# SUPPLIED INFORMATION:
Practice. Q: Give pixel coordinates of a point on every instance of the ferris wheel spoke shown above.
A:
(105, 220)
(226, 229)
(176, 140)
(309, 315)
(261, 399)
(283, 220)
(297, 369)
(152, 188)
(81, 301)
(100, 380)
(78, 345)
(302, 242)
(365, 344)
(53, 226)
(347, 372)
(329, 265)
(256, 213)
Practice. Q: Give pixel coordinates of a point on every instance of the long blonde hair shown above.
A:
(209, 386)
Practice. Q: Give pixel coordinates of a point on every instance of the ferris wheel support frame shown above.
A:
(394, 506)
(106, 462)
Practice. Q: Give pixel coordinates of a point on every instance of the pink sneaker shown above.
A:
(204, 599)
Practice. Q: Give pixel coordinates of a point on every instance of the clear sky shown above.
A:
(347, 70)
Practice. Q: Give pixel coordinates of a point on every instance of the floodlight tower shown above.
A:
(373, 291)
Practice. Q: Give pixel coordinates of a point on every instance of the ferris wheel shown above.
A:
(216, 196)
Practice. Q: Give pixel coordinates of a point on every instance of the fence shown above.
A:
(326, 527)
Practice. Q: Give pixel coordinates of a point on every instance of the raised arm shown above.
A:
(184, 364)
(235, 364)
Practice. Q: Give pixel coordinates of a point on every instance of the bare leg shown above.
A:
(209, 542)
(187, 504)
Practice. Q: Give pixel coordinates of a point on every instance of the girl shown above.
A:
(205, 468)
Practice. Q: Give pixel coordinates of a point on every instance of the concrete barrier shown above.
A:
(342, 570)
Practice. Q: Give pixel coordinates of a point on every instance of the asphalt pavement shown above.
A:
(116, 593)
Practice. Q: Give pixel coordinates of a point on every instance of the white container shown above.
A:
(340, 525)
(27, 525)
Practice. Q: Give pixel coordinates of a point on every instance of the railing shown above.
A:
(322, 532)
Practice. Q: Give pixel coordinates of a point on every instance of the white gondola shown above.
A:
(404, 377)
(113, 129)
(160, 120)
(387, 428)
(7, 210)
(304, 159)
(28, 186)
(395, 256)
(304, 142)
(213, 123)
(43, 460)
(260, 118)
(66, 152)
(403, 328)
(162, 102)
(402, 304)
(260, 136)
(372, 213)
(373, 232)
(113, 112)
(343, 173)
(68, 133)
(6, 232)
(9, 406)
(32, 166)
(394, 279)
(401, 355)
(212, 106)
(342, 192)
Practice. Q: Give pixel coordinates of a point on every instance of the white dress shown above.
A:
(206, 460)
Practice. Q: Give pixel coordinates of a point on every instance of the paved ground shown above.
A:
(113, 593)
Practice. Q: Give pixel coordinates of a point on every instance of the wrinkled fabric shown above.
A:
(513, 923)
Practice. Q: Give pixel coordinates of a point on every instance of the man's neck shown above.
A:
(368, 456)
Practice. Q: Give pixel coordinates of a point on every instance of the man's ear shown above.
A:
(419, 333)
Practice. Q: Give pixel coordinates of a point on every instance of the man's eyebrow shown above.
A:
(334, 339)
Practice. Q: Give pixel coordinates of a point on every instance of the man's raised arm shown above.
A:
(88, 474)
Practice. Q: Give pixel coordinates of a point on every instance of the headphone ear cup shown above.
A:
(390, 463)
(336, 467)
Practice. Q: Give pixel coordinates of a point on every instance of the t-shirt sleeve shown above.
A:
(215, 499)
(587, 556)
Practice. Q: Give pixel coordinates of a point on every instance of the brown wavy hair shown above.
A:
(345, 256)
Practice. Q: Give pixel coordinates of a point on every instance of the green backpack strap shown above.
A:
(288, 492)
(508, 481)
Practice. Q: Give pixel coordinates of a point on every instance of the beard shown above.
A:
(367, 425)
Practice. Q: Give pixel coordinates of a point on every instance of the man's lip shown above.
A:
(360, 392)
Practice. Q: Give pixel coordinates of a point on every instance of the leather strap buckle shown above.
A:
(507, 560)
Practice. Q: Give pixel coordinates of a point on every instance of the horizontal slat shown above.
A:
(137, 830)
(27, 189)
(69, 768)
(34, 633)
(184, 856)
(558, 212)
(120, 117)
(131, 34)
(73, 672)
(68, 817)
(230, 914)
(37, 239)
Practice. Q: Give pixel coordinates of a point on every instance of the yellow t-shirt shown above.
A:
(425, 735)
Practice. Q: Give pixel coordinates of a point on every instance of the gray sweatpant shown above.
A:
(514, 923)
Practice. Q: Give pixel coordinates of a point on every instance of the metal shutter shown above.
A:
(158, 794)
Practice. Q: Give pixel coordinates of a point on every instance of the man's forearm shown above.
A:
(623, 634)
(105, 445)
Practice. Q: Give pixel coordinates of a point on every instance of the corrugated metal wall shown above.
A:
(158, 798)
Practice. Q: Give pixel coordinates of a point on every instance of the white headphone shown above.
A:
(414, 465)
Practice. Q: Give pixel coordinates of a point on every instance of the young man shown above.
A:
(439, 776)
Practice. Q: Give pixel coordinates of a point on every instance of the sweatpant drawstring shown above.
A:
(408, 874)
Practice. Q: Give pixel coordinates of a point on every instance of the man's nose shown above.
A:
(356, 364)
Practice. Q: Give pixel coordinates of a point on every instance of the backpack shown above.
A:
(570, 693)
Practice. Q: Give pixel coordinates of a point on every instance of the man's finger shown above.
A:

# EXERCISE AIM:
Copy out every item above verbatim, keeping each line unchanged.

# THE SOLUTION:
Practice. Q: Give pixel coordinates of a point on every instance of the ferris wheel spoke shown above.
A:
(105, 220)
(226, 229)
(176, 140)
(309, 315)
(261, 399)
(283, 220)
(297, 369)
(152, 188)
(81, 301)
(100, 380)
(78, 345)
(302, 242)
(365, 344)
(53, 226)
(347, 372)
(329, 265)
(256, 213)
Practice. Q: Give pixel coordinates of a point on every instance of the long blonde hair shown above.
A:
(209, 386)
Practice. Q: Give pixel coordinates of a point on every instance of the ferris wheel support frame shown above.
A:
(394, 506)
(106, 462)
Practice. Q: Give pixel coordinates of a point on every instance of the pink sneaker shown above.
A:
(204, 599)
Practice. Q: Give pixel coordinates of a point on every instance of the clear sky shown above.
A:
(347, 70)
Practice. Q: Give pixel coordinates of a point on every instance of the floodlight tower shown above.
A:
(373, 291)
Practice. Q: Give pixel coordinates of a point on every instance of the ferris wheel shown above.
A:
(216, 196)
Practice. Q: Give pixel coordinates of a point on every instance of the fence shown above.
A:
(326, 527)
Practice. Q: Give pixel coordinates of a point on every instance of the raised arm shown above.
A:
(184, 364)
(235, 364)
Practice. Q: Give pixel coordinates of a point on every instance of the bare leg shown above.
A:
(209, 542)
(187, 504)
Practice. Q: Give pixel coordinates of a point on every instance of the girl shown above.
A:
(205, 468)
Practice. Q: Give pixel coordinates of a point on every instance of the concrete barrier shown above.
A:
(342, 570)
Practice. Q: Give pixel coordinates of a point on every instance of the asphalt pavement shown above.
A:
(116, 593)
Practice. Q: Give pixel coordinates of a point on every instance of the white container shown above.
A:
(340, 525)
(27, 525)
Practice. Q: Give pixel coordinates of a point on every instance of the railing shown above.
A:
(322, 532)
Practice. Q: Give pixel coordinates of a point on every instance of the white gondola shown above.
A:
(404, 377)
(113, 129)
(160, 120)
(387, 428)
(7, 210)
(304, 159)
(28, 186)
(395, 256)
(304, 142)
(213, 123)
(43, 460)
(260, 118)
(66, 152)
(403, 328)
(162, 102)
(402, 304)
(260, 136)
(372, 213)
(373, 232)
(113, 112)
(343, 173)
(68, 133)
(6, 232)
(9, 406)
(32, 166)
(394, 279)
(401, 355)
(212, 106)
(342, 192)
Practice. Q: Give pixel coordinates of a point on every instance of the white dress shown above.
A:
(206, 460)
Practice. Q: Give pixel coordinates of a point on every instance of the paved ground shown above.
A:
(113, 593)
Practice. Q: Give pixel coordinates of a point on every instance of the wrinkled fabric shown above.
A:
(513, 923)
Practice. Q: Give pixel coordinates of a point on every instance of the man's neck shown above.
A:
(368, 456)
Practice. Q: Give pixel coordinates of a point on every instance of the man's ear shown above.
A:
(419, 333)
Practice. Q: Give pixel coordinates of a point on every instance of the man's eyebrow shown above.
A:
(334, 339)
Practice. Q: Give pixel coordinates of a point on every instance of the man's raised arm shown above.
A:
(88, 474)
Practice. Q: Give pixel coordinates of a point on every instance of the headphone ear cup shown above.
A:
(390, 463)
(336, 467)
Practice. Q: Give pixel coordinates of a point on every instance of the t-shirt sleeve shown above.
A:
(215, 499)
(587, 556)
Practice. Q: Give pixel coordinates of a point on every instance of the brown wavy hair shown above.
A:
(345, 256)
Practice. Q: Give pixel coordinates of a point on every instance of the green backpack strap shown above.
A:
(288, 492)
(508, 481)
Practice. Q: Give pixel coordinates of a point on every instance of the beard shown above.
A:
(367, 425)
Practice. Q: Give pixel coordinates of a point on every instance of the man's lip shown above.
A:
(360, 392)
Practice. Q: Give pixel coordinates of a point on every instance of the leather strap buckle shown above.
A:
(507, 560)
Practice. Q: Give pixel coordinates of a point on every instance of the horizontal slat shown above.
A:
(137, 830)
(27, 189)
(69, 768)
(34, 633)
(184, 856)
(558, 212)
(120, 117)
(131, 34)
(73, 672)
(68, 817)
(230, 914)
(37, 239)
Practice. Q: Give pixel coordinates of a point on every instance of the yellow t-shirt shown above.
A:
(425, 735)
Practice. Q: Give pixel coordinates of a point on every instance of the gray sweatpant shown above.
A:
(514, 923)
Practice. Q: Give pixel coordinates of a point on every instance of the metal shutter shown above.
A:
(158, 794)
Practice. Q: Give pixel coordinates of a point on every instance of the man's forearm shown above.
A:
(623, 634)
(105, 445)
Practice. Q: Give pixel coordinates of a point on every instance of the corrugated metal wall shown above.
A:
(158, 798)
Practice. Q: Give pixel coordinates of a point on every instance of the white headphone shown above.
A:
(414, 465)
Practice. Q: Give pixel coordinates of a point on every instance of the young man shown above.
A:
(439, 776)
Practice. Q: Give pixel coordinates of a point on every instance of the sweatpant drawstring shown above.
A:
(408, 874)
Practice. Q: Give pixel coordinates of a point on every instance of the man's nose shown above.
A:
(356, 364)
Practice. Q: Give pixel coordinates of a point on every instance of the backpack shown above.
A:
(570, 693)
Practice. Q: Give pixel coordinates of a point on every instance of the man's finger shown above.
A:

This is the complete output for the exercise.